> [Task]
The result is the exact lines from the one containing "Need: a dot on every instance of the small" through the final line of the entries; leave out the pictures.

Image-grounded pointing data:
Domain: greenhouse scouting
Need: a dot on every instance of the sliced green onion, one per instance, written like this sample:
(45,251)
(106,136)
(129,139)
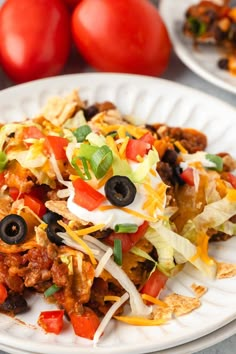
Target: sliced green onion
(117,250)
(198,28)
(217,160)
(3,160)
(127,228)
(51,290)
(85,175)
(101,161)
(81,133)
(113,133)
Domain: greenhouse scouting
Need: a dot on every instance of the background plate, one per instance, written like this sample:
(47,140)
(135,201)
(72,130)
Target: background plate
(149,100)
(203,60)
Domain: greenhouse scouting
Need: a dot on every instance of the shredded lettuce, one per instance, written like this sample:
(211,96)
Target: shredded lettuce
(165,251)
(185,248)
(213,215)
(228,227)
(76,121)
(7,130)
(95,139)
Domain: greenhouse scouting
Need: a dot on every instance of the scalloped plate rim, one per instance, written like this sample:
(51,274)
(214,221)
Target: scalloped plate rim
(114,80)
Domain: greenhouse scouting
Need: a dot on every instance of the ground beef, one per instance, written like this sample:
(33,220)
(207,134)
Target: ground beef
(192,140)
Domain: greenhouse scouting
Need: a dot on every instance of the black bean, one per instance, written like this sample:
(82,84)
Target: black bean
(15,303)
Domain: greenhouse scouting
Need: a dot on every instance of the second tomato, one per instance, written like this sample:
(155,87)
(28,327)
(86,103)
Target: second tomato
(35,38)
(121,36)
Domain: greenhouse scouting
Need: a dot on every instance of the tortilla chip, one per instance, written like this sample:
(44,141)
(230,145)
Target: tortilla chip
(180,305)
(199,290)
(60,207)
(225,270)
(163,313)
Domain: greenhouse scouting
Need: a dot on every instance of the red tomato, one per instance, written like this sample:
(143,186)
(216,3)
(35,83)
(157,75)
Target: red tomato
(86,196)
(15,193)
(154,284)
(71,3)
(57,145)
(187,176)
(2,179)
(121,36)
(128,240)
(51,321)
(232,179)
(35,204)
(32,132)
(35,38)
(148,138)
(3,293)
(86,324)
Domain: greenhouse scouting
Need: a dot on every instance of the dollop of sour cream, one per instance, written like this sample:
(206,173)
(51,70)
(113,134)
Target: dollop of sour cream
(116,215)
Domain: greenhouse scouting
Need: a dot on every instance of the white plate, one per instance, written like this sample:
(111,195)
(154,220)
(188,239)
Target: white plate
(187,348)
(203,60)
(150,100)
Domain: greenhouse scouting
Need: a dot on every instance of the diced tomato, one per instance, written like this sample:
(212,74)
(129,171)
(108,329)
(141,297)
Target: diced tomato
(187,176)
(35,204)
(15,193)
(139,146)
(32,132)
(3,293)
(128,240)
(56,145)
(136,147)
(40,191)
(85,324)
(155,283)
(86,196)
(231,179)
(51,321)
(148,138)
(2,179)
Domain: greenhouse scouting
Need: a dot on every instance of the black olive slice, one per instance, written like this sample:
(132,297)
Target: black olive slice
(14,303)
(13,229)
(120,191)
(53,227)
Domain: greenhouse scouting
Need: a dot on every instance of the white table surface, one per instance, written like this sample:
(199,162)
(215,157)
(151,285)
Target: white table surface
(177,72)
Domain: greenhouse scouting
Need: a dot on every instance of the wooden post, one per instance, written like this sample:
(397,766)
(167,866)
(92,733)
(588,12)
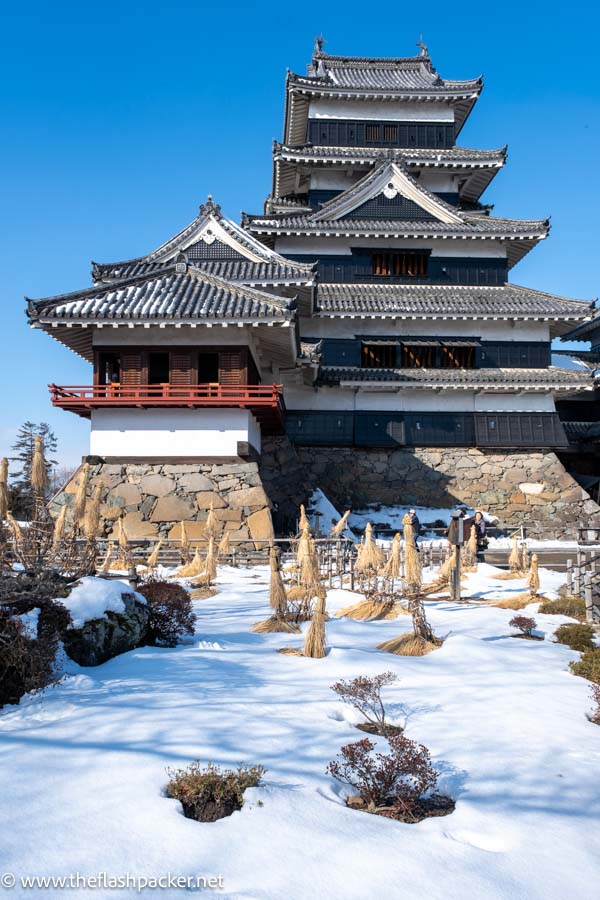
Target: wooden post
(587,596)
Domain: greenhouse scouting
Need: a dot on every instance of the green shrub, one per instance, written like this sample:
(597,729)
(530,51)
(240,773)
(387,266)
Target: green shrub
(564,606)
(577,637)
(211,793)
(588,666)
(171,613)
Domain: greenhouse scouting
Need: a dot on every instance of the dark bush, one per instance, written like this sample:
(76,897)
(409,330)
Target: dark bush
(171,613)
(595,716)
(395,779)
(364,694)
(524,624)
(27,661)
(564,606)
(211,793)
(588,666)
(577,637)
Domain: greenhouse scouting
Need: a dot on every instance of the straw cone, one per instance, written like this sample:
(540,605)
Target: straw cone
(79,501)
(59,526)
(91,521)
(534,578)
(152,560)
(39,473)
(3,489)
(514,560)
(304,523)
(392,566)
(371,556)
(340,526)
(105,567)
(412,572)
(314,644)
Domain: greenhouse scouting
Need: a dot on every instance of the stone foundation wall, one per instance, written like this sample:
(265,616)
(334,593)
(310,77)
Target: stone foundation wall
(519,487)
(153,499)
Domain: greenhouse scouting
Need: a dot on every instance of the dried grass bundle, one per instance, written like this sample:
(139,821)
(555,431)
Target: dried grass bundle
(514,559)
(3,489)
(340,526)
(303,523)
(59,527)
(392,566)
(533,579)
(39,472)
(224,544)
(91,520)
(412,567)
(370,557)
(314,643)
(408,644)
(78,508)
(152,560)
(106,562)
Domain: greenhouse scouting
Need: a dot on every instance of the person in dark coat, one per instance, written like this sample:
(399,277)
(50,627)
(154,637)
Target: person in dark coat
(416,525)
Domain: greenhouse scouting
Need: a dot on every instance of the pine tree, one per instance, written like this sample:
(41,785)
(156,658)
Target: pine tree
(21,494)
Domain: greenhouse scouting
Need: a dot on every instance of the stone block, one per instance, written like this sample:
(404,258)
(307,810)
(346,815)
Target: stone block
(248,497)
(157,485)
(192,482)
(260,526)
(171,509)
(205,498)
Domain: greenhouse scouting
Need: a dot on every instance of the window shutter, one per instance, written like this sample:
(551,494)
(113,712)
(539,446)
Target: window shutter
(181,368)
(131,368)
(231,367)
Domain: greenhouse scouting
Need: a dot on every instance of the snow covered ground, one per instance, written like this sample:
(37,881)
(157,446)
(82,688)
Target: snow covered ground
(82,767)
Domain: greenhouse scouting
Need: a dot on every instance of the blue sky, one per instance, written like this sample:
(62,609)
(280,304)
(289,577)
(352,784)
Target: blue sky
(118,119)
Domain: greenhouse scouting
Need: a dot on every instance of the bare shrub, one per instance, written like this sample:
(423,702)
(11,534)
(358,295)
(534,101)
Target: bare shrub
(397,779)
(524,624)
(364,694)
(211,793)
(171,613)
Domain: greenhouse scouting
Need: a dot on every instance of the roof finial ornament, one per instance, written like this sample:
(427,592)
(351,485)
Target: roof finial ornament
(319,41)
(210,207)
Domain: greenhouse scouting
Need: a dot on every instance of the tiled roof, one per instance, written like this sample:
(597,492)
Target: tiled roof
(242,270)
(412,74)
(169,295)
(374,154)
(446,300)
(510,378)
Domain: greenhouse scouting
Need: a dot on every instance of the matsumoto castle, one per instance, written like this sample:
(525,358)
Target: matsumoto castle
(363,333)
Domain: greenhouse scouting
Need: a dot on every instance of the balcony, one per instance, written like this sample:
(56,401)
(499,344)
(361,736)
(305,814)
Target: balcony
(265,402)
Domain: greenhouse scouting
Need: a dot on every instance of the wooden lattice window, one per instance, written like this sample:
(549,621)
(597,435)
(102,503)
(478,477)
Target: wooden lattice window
(410,265)
(418,357)
(378,356)
(457,358)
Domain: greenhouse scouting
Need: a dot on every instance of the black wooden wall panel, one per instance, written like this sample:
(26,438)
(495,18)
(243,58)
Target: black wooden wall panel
(353,133)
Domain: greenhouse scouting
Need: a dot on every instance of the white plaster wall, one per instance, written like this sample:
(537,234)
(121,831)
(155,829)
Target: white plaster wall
(396,327)
(171,432)
(348,399)
(341,245)
(324,108)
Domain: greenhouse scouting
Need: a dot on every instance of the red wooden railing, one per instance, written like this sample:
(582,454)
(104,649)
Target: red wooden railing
(265,401)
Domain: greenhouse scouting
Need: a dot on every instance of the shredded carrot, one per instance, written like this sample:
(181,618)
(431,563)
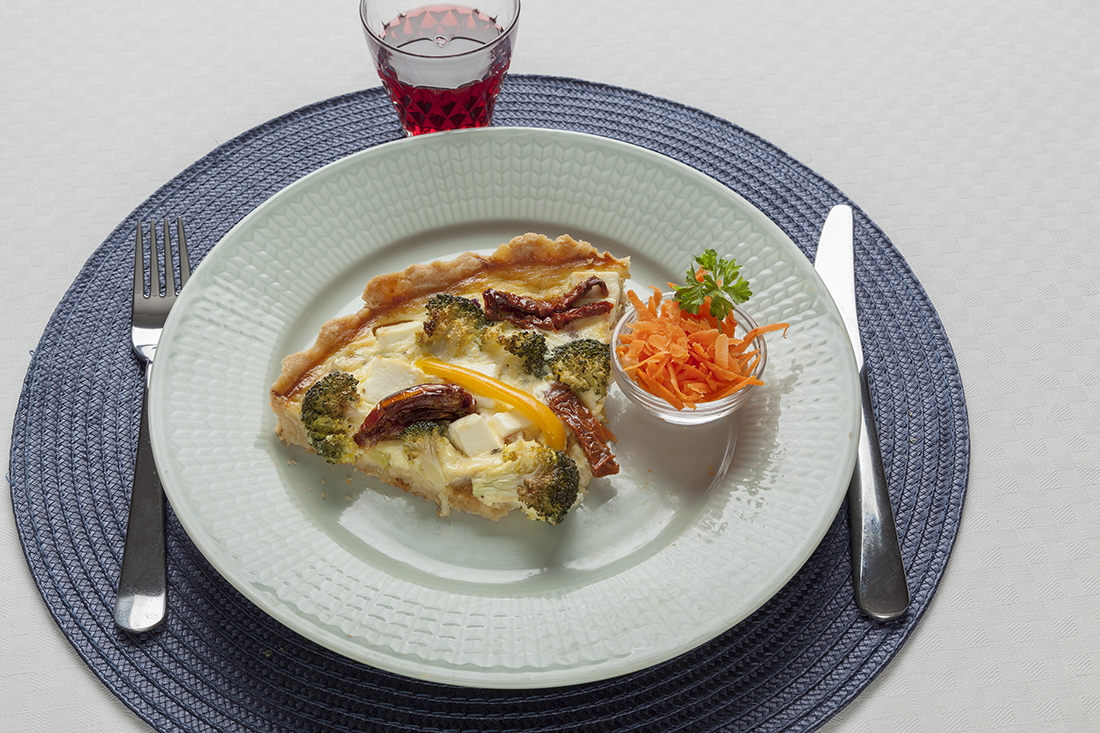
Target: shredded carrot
(688,359)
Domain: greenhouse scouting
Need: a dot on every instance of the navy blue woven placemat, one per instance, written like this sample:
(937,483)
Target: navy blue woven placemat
(220,664)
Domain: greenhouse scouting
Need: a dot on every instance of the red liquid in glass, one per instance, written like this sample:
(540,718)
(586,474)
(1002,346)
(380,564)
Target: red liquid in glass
(438,30)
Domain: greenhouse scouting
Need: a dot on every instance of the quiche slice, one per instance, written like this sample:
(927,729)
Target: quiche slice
(477,383)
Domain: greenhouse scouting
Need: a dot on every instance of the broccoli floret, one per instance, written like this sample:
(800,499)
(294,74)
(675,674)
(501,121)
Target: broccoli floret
(322,414)
(421,437)
(529,347)
(453,324)
(582,365)
(546,482)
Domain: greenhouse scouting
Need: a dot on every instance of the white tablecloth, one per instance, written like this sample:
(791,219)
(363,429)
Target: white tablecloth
(969,132)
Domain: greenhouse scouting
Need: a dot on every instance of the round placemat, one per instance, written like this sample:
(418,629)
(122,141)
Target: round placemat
(220,664)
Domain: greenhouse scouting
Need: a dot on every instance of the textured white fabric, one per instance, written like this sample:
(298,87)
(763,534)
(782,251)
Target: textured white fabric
(969,132)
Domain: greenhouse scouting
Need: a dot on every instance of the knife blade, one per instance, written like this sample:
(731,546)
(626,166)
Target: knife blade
(878,573)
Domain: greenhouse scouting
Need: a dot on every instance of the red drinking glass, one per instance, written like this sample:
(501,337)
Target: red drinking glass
(441,65)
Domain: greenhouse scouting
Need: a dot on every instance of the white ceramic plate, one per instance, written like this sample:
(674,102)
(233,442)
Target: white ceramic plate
(685,542)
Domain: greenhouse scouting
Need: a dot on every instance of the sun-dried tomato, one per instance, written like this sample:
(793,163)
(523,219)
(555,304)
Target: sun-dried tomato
(590,434)
(422,402)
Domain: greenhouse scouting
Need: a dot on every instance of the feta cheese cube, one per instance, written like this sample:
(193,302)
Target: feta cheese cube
(507,424)
(473,436)
(385,376)
(391,336)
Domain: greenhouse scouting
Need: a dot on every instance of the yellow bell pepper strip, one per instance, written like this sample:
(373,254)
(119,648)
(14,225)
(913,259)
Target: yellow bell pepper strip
(523,402)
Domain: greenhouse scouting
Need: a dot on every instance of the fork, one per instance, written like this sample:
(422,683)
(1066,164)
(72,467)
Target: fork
(142,600)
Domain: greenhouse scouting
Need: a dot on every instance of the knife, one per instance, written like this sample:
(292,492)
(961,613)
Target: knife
(878,575)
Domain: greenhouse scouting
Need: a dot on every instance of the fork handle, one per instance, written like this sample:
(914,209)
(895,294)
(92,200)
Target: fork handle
(142,600)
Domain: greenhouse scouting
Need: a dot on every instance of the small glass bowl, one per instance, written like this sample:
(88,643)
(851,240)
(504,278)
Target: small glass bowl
(706,412)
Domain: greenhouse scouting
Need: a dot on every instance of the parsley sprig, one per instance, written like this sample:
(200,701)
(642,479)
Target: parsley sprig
(721,281)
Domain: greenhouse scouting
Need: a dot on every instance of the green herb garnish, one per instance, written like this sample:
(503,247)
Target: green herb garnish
(721,281)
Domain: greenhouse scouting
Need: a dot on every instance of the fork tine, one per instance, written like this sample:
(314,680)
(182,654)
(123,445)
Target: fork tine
(185,264)
(169,271)
(154,267)
(139,266)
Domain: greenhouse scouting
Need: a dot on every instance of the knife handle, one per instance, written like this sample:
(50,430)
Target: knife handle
(141,603)
(881,590)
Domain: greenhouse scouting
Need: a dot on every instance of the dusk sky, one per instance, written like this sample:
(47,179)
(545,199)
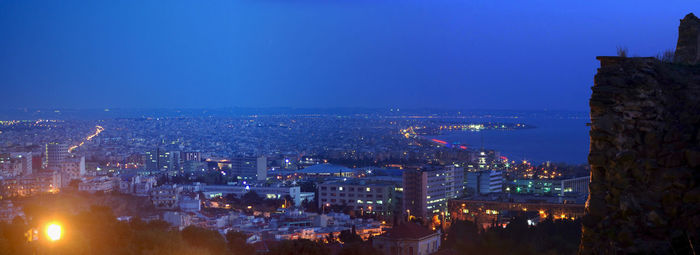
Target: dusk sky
(530,55)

> [Result]
Need: a dot on every instance of the small glass bowl, one per instance, written like this sample:
(88,643)
(851,240)
(504,278)
Target: small glass bowl
(706,412)
Domain: greenhouse scouting
Need: a dot on every instance of the parsley sprig, one per instance, written like this sample:
(200,701)
(642,479)
Target: parsley sprig
(721,281)
Domain: greenhouse scouting
Need: a dot on every instance of the green herb garnish, one per instance, written like this sample:
(503,247)
Target: green herb garnish
(721,281)
Domain: greenhouse scouting
Need: a dot on every instance of the fork tine, one per instance, written like this sample:
(314,680)
(182,654)
(123,445)
Target: fork tine
(185,264)
(169,271)
(154,267)
(139,266)
Domain: greenhouse scouting
Need: a dot on every instance of the knife handle, one per instance, written like this sample:
(50,430)
Target: knife handle
(141,603)
(881,590)
Domain: greenhouse scouting
Need: a dot on every instance of the dusk sky, one per instance, written like this sample:
(47,179)
(545,199)
Target: dusk sky
(530,55)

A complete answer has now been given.